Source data
□ □ □ □
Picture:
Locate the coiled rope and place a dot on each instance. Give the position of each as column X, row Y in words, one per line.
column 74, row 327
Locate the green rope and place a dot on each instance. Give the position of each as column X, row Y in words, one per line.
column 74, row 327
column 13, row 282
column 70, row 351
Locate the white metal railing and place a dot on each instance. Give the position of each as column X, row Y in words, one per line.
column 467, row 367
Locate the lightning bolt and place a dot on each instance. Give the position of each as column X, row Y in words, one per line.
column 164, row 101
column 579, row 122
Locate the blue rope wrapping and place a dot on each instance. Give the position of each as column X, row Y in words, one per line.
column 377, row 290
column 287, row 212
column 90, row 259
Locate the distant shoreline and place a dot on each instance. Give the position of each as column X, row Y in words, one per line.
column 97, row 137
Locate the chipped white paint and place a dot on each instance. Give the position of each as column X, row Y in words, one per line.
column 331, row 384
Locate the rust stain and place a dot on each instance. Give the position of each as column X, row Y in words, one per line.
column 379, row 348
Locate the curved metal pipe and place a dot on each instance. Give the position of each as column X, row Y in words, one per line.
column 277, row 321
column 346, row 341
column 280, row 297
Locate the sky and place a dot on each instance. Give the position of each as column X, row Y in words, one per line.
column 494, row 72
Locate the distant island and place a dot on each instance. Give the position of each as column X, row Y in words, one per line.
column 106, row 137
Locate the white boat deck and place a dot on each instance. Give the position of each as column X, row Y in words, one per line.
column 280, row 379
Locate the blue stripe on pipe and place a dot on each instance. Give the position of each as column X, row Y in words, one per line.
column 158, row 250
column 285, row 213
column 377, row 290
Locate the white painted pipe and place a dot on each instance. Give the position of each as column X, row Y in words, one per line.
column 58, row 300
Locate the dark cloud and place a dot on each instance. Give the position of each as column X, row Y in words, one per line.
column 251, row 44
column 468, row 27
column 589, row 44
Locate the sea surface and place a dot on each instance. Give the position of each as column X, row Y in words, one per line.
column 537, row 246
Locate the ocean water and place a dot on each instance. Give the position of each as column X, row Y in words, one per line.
□ □ □ □
What you have to do
Turn every line of the data above into a numbered list, skipping any blank lines.

Exercise output
1. Picture:
2. Locate the coiled rope and place a dot on each instance. Give the position of each as column X, row Y in words, one per line.
3. column 74, row 327
4. Locate the green rope and place a dot on each instance. Give the position of each as column X, row Y in words, one per line.
5. column 74, row 327
6. column 13, row 282
7. column 70, row 351
8. Locate the white metal railing and place a dot on each instance. Give the position of each as column X, row Y in words, one per line.
9. column 467, row 367
10. Locate the lightning bolt and place a dot on each instance. Give the position of each as column X, row Y in words, one per line.
11. column 164, row 101
12. column 579, row 122
13. Locate the blue rope wrapping and place a dot on each instance. Give the position of each as column X, row Y in words, one per line.
14. column 377, row 290
15. column 287, row 212
16. column 90, row 259
17. Locate the distant shoreline and place a dot on each instance. Give the position of each as column X, row Y in words, one per line.
18. column 97, row 137
19. Locate the chipped white paint and place a dot on each instance. Give the position of each as column X, row Y in words, one per line.
20. column 331, row 384
21. Locate the rust stain and place a dot on each instance. Give the position of each as column X, row Y in words, one per line.
22. column 379, row 348
23. Locate the curved metal pipe and place a dot on each instance. Give the position of each as column X, row Y in words, one per line.
24. column 277, row 321
25. column 346, row 341
26. column 280, row 297
27. Locate the sky and place a dot on each instance. Give the position of each as column X, row Y in words, one per line.
28. column 494, row 72
29. Locate the distant island and place a dot on each instance. Give the position of each as column X, row Y in words, one per line.
30. column 106, row 137
31. Locate the white boat deck and place a dot on each instance. Give the position of each as column X, row Y in words, one per line.
32. column 280, row 379
33. Locate the blue stripe on pipe and place a dot on each instance. Give the position of each as column X, row Y in words, one per line.
34. column 158, row 250
35. column 285, row 213
36. column 377, row 290
37. Locate the white painted pipe and place a dot on each instance. Give the position of each as column X, row Y in words, one per line.
38. column 58, row 300
39. Locate the dark cloud and place a dot on each instance. Give the position of each as column X, row Y in words, one per line.
40. column 251, row 44
41. column 468, row 27
42. column 589, row 44
43. Locate the sea surface and place a dot on each instance. Give the position of each as column X, row Y in words, one per line.
44. column 537, row 246
45. Locate the ocean water and place a dot on each instance. Give the position of each as column X, row Y in words, one per line.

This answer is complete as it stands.